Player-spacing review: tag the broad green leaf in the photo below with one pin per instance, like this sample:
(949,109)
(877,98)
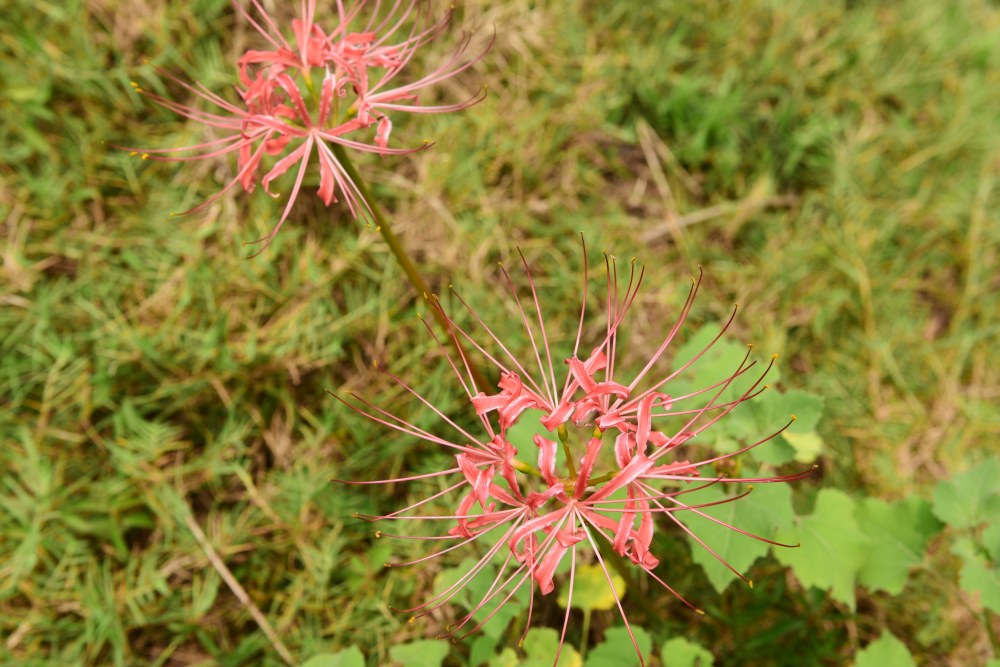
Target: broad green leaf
(970,498)
(349,657)
(765,511)
(617,649)
(832,547)
(421,653)
(899,533)
(590,588)
(807,446)
(680,652)
(541,644)
(978,575)
(886,651)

*Written problem*
Locate each line in the items above that contains the string "green", and copy every such line in full.

*Response to this task*
Player-spacing review: tag the broad green leaf in the photo below with one pin per instance, like this sample:
Target: broad green leaf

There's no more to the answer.